* TASK TO COMPLETE *
Reproduce only the data starting at the line containing "the yellow parchment" and ending at the line containing "[290,190,310,242]", switching every "object detection system" to "image analysis system" and leaving all else unchanged.

--- Start of RECORD SET ---

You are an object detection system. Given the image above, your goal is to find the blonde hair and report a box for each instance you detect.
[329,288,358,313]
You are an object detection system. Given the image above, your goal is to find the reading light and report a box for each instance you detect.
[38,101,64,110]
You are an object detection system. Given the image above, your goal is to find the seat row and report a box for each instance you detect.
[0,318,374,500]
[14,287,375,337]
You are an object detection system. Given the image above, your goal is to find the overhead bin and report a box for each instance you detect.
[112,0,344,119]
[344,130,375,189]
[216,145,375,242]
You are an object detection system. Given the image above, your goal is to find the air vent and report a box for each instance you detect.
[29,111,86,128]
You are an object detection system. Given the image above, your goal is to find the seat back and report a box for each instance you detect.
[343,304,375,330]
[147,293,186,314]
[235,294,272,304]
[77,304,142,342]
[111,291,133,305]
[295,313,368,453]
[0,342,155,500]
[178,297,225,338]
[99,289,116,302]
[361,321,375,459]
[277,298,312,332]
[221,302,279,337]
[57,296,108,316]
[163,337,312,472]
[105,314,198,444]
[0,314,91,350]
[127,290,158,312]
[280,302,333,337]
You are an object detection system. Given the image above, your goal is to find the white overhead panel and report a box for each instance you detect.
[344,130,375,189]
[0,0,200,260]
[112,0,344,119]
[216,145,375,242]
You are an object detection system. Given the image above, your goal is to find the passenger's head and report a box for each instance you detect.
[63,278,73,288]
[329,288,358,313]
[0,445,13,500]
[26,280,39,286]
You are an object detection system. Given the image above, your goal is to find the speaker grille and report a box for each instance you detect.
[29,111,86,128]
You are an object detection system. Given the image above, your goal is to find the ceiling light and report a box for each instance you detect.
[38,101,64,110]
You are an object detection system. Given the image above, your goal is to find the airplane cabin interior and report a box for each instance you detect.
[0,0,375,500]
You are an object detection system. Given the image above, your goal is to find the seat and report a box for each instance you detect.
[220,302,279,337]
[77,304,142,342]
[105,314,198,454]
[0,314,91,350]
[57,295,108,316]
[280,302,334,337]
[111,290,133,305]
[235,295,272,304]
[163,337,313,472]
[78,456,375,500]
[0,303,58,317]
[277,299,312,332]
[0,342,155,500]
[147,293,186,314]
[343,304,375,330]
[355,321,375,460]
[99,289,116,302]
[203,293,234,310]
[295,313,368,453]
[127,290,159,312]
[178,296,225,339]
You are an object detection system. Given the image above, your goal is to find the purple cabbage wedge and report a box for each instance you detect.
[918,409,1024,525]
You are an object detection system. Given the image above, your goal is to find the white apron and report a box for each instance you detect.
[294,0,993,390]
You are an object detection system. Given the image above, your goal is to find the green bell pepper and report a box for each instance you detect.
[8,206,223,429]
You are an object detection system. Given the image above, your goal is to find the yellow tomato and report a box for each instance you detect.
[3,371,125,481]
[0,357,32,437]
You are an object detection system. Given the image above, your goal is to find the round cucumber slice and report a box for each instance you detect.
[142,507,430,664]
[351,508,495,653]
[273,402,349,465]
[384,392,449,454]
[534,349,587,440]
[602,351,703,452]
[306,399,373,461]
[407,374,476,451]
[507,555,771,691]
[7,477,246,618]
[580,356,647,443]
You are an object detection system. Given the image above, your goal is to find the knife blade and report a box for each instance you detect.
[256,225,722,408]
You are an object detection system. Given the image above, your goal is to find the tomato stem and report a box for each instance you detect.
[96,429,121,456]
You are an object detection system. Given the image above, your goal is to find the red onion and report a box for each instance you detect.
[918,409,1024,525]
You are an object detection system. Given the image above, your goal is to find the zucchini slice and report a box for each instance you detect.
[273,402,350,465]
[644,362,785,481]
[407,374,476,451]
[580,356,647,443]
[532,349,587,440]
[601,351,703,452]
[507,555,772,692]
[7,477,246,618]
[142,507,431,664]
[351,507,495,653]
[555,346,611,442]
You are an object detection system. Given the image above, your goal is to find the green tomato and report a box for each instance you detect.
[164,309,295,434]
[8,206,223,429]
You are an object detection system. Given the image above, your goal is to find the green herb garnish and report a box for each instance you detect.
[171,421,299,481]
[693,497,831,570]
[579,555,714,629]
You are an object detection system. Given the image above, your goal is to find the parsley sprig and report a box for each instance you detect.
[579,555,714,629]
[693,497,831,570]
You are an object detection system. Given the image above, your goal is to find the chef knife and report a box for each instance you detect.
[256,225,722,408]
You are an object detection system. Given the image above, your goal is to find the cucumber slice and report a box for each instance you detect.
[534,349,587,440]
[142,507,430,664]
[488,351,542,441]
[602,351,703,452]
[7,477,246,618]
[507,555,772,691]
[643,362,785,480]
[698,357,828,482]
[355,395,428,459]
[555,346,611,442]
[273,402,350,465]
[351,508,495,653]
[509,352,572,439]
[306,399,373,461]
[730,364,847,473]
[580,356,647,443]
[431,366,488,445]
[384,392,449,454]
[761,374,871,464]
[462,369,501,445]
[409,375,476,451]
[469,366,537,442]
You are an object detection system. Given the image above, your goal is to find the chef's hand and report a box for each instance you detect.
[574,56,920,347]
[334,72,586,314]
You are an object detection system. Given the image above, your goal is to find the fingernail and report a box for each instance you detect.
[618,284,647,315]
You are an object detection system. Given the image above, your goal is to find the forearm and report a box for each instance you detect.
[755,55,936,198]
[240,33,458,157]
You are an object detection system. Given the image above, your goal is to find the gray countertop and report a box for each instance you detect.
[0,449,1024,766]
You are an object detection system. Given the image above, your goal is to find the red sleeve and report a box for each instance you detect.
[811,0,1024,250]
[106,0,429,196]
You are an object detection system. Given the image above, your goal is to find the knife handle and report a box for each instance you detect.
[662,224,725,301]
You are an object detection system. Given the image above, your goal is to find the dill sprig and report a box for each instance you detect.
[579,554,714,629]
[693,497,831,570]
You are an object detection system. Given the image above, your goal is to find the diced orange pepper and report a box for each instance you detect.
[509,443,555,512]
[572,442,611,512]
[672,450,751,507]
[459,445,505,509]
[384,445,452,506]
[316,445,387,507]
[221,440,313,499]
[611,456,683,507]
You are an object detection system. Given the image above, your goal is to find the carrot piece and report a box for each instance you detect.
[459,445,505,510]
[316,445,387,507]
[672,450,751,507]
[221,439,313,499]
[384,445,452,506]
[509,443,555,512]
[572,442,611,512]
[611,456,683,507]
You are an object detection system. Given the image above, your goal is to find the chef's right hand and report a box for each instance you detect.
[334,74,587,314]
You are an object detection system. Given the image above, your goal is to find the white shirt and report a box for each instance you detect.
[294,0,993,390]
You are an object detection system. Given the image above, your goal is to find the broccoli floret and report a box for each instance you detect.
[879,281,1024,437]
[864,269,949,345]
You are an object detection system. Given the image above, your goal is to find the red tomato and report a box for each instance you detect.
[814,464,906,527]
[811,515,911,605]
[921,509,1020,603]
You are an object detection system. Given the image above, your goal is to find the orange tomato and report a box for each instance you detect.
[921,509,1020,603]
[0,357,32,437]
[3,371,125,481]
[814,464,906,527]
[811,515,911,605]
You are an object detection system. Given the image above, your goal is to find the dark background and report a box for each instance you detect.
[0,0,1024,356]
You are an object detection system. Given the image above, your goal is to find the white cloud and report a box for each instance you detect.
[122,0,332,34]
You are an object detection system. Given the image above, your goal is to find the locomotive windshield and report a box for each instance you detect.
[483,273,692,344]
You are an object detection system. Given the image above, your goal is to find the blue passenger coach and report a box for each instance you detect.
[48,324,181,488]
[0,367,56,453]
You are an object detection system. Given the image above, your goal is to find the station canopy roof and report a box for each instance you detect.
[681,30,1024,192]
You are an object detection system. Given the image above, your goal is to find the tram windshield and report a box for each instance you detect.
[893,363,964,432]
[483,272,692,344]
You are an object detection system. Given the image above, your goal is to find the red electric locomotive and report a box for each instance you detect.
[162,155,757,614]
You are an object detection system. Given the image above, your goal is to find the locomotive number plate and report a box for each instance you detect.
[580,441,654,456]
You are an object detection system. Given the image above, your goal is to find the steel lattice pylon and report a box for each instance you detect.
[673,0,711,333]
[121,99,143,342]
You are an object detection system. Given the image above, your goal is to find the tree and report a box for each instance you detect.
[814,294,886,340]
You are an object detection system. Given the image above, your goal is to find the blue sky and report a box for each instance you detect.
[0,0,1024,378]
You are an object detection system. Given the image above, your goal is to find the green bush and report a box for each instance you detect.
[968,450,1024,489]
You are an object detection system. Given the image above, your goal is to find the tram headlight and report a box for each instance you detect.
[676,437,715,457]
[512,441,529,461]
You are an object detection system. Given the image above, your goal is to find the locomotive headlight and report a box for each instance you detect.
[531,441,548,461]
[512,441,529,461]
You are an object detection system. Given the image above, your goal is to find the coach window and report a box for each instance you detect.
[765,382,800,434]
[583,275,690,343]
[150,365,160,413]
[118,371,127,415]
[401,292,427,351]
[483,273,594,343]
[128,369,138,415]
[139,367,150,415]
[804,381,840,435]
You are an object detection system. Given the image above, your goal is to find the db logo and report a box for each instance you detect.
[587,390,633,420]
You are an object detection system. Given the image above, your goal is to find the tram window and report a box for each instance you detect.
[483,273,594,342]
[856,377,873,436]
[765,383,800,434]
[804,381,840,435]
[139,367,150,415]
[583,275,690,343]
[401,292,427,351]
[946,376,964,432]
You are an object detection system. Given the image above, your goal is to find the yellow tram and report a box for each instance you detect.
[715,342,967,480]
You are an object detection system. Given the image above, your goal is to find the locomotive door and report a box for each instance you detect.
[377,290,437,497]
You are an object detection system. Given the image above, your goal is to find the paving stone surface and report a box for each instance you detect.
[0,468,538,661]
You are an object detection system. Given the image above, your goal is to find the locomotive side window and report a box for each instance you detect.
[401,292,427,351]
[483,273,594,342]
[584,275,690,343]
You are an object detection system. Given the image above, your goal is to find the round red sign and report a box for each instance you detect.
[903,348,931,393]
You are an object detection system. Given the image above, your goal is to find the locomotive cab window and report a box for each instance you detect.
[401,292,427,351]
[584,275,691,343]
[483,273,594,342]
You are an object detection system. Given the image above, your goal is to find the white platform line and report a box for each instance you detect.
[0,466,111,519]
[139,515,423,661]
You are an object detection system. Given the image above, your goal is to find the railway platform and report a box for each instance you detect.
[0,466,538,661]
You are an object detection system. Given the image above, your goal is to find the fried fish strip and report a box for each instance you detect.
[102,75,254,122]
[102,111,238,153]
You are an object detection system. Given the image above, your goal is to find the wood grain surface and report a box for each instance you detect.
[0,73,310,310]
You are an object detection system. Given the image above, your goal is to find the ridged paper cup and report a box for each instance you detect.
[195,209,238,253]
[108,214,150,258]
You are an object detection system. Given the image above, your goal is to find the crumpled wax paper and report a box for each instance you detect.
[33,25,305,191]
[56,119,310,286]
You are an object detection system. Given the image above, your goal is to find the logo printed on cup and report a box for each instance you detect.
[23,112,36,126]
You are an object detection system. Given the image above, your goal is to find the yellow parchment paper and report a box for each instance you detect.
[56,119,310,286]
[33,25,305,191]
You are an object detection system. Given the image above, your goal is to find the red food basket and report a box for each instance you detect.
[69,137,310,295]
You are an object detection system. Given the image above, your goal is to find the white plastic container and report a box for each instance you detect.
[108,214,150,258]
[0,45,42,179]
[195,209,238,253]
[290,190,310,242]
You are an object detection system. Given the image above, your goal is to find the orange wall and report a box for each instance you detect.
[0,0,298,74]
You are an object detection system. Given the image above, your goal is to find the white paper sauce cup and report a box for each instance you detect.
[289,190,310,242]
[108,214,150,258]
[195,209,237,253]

--- End of RECORD SET ---

* EXERCISE RESPONSE *
You are an image analysis system. Given the image above, your goal is to find the yellow parchment paper and report a box for each instance you detect.
[56,119,310,286]
[33,25,305,191]
You are an image analysis system. Given the image above, your goal is to find the red food basket and report a box for each instance you detect.
[69,137,310,295]
You are an image analysis system. Given the image above, your goal is to find the white plastic container and report a box for each instance you detect.
[108,214,150,258]
[0,45,42,179]
[195,209,238,253]
[290,190,310,242]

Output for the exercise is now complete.